Dataset entries:

....

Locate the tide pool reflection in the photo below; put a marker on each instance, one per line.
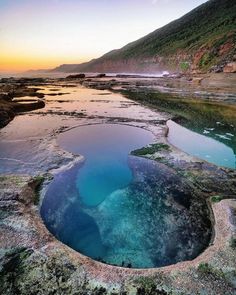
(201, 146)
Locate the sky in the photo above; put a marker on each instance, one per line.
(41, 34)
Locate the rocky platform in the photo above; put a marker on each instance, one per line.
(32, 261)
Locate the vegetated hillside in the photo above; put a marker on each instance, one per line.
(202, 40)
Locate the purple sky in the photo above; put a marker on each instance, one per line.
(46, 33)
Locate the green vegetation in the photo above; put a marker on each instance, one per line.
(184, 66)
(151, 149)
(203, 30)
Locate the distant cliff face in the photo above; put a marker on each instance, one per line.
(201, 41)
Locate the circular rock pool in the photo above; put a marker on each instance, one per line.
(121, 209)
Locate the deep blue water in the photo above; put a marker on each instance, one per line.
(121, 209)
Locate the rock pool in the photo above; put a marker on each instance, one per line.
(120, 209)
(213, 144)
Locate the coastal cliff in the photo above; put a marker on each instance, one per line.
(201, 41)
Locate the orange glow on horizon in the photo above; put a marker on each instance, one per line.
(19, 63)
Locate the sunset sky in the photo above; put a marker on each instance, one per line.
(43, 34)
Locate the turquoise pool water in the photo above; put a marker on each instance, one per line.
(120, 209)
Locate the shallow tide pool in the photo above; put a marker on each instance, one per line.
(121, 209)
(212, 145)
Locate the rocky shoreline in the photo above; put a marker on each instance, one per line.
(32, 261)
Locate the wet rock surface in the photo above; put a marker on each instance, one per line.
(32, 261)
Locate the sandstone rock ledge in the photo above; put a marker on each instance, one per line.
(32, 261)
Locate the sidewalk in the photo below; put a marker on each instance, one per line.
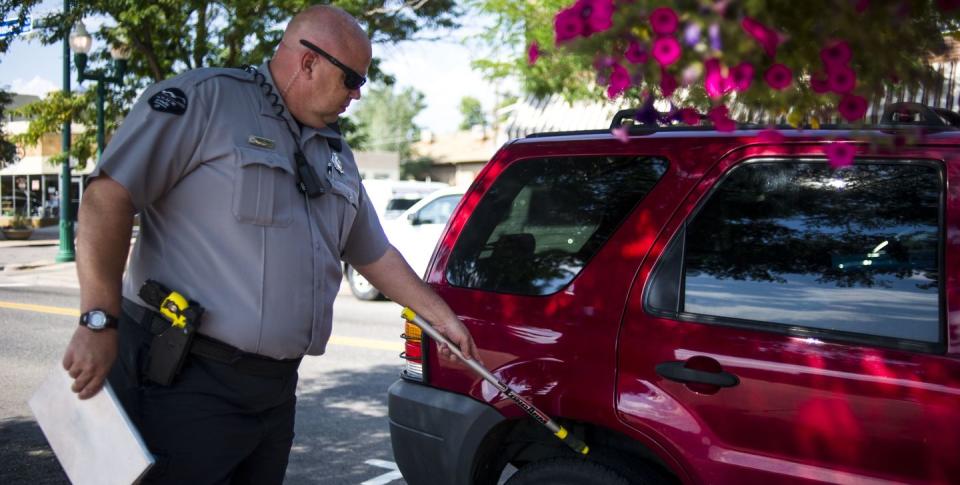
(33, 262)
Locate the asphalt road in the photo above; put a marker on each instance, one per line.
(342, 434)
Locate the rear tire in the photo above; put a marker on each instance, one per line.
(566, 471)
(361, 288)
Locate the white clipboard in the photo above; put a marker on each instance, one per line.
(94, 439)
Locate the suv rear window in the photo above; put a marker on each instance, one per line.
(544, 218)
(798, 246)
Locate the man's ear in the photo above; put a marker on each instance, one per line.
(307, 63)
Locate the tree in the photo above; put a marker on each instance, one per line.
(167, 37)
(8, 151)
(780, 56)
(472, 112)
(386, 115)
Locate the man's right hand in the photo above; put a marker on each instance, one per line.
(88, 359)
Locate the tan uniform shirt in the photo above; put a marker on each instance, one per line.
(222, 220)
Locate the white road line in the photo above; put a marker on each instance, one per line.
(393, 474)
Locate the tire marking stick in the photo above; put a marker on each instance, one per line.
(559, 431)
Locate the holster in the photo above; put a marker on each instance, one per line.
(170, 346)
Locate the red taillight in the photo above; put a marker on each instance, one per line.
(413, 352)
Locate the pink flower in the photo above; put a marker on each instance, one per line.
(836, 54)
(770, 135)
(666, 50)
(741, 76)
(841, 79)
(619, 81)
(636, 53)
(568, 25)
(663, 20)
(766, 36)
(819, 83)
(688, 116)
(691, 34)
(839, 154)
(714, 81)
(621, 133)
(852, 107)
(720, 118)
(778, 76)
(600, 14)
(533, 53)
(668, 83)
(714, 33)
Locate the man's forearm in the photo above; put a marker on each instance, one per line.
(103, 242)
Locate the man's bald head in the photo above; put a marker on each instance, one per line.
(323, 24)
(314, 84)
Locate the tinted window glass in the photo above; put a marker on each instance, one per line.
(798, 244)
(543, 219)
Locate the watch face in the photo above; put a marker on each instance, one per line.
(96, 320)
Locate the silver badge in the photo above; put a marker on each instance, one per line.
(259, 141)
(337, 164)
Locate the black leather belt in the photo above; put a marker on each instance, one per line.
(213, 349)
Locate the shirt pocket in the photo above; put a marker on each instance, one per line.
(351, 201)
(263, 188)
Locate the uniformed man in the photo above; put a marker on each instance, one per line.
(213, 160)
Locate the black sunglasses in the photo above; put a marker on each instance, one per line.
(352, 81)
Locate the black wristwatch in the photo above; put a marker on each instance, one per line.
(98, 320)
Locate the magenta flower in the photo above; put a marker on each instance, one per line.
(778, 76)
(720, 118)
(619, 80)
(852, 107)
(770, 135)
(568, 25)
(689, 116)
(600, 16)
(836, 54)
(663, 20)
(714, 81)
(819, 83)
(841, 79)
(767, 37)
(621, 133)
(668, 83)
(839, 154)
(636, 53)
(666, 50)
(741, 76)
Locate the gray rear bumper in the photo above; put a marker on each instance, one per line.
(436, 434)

....

Work request: Would you output the data exactly, without any of its images?

Expected answer:
Locate the tide pool reflection in the photo below; put a marker on each instance, one per line.
(201, 146)
Locate the sky in the photo above; put a marker on each instance, one per line.
(41, 34)
Locate the rocky platform in the photo above; put a marker on each instance, one per line.
(32, 261)
Locate the vegetated hillside in the photo above; put a marker on each instance, one per line.
(202, 40)
Locate the purple sky in the photo above; put a marker on each instance, one per line.
(46, 33)
Locate the green vegetation in the photo above; put a marker on each instance, one per line.
(184, 66)
(151, 149)
(203, 30)
Locate the distant cliff face in the photo above; put a marker on each instance, one per line.
(201, 41)
Locate the circular rock pool in the photo above; put a marker on each instance, one per line.
(121, 209)
Locate the deep blue water in the photo above; put a marker on each instance, one per line.
(121, 209)
Locate the rock pool in the photo above; put a marker on each instance, one per line.
(120, 209)
(213, 144)
Locate the coastal cliff in the photo above; put a marker on each instance, one per line.
(201, 41)
Locate the orange glow on horizon in the photo above; put a marker on each instance, one per line.
(19, 63)
Locate the sunset sky in the photo above; put a marker on each instance, one per line.
(43, 34)
Locate the turquoise pool water in the photo above; put a marker on each instance, one per line.
(120, 209)
Locate the shallow tide pool in the photo above; put a marker on each instance, one per line.
(121, 209)
(212, 145)
Locate the rocky shoreline in the photo above; put a marker on each instance, one per line.
(32, 261)
Locate the wet rock surface in the photo above; put a marker on each instance, one per line.
(32, 261)
Locate the sandstone rock ledge in the photo above; put a marker on each instance, one per line.
(32, 261)
Locate the sidewalk in the photo below; put a marker on each instance, one per line.
(33, 262)
Locate the asphalt road in the photo above; put a marker on each instance, one per line.
(342, 434)
Locate the rear tire in the photo above; put a marker on each instance, one per line.
(566, 471)
(361, 288)
Locate the white clipboard in the photo above; put a marker on each instance, one per line.
(94, 439)
Locate the suv rear window in the photo above; put a marker on each instance, one per line.
(544, 218)
(798, 246)
Locate the man's ear in the photo above; put a marker on each instance, one per line.
(307, 63)
Locate the tree in the photo above; put a marker on each instance, one per line.
(167, 37)
(8, 151)
(780, 56)
(472, 112)
(386, 115)
Locate the man's right hand in the photo above; put a marker on each instance, one per line.
(88, 359)
Locate the tan uniform shirt in the photo above; put a marker on each instance, one per line.
(222, 220)
Locate the white road line in the photo above; put a marker on each instance, one per line.
(393, 474)
Locate the tire marking stick in the photo above; put a marker on each instance, one per line.
(559, 431)
Locate the holster in the photo above; put a marker on each instance, one per line.
(170, 346)
Locate the red taillight in the photo above; put a marker on each instance, one per line.
(413, 352)
Locate the pink flower in the photo above; put a marker on each instance, one per line.
(836, 54)
(770, 135)
(666, 50)
(741, 76)
(841, 79)
(619, 81)
(636, 53)
(568, 25)
(663, 20)
(766, 36)
(819, 83)
(688, 116)
(691, 34)
(839, 154)
(714, 81)
(621, 133)
(852, 107)
(720, 118)
(778, 76)
(600, 14)
(533, 53)
(668, 83)
(714, 33)
Locate the man's forearm in the photo above; put a marker on each instance, one per line.
(103, 242)
Locate the man's bald head in the photo above; put a marker on each instance, one per line.
(323, 24)
(314, 84)
Locate the tinted window glass in the photo above; put a marker on each instance, one per line.
(798, 244)
(543, 219)
Locate the watch face in the photo above; put a marker on each instance, one per line.
(96, 320)
Locate the silver badge in the photo above; put a marker on each instance, one per line.
(259, 141)
(337, 164)
Locate the black leather belt in the photo above; put a marker on each instance, one per line.
(213, 349)
Locate the shirt pocket in the photo above; put a marker on each instance, one per line.
(351, 201)
(263, 188)
Locate the uniformed man in the photo above; put a marker on each instance, one per line.
(213, 160)
Locate the black sunglasses in the photo above; put a marker on each instance, one per line.
(352, 81)
Locate the black wristwatch in the photo above; put a marker on each instance, one per line.
(98, 320)
Locate the magenta flower in the photo above; put a marker on each instance, one per line.
(778, 76)
(720, 118)
(619, 80)
(852, 107)
(770, 135)
(568, 25)
(689, 116)
(600, 16)
(836, 54)
(663, 20)
(714, 81)
(819, 83)
(841, 79)
(767, 37)
(621, 133)
(668, 83)
(839, 154)
(636, 53)
(666, 50)
(741, 76)
Locate the gray rear bumper in the photo above; put a marker on each instance, one per line.
(436, 434)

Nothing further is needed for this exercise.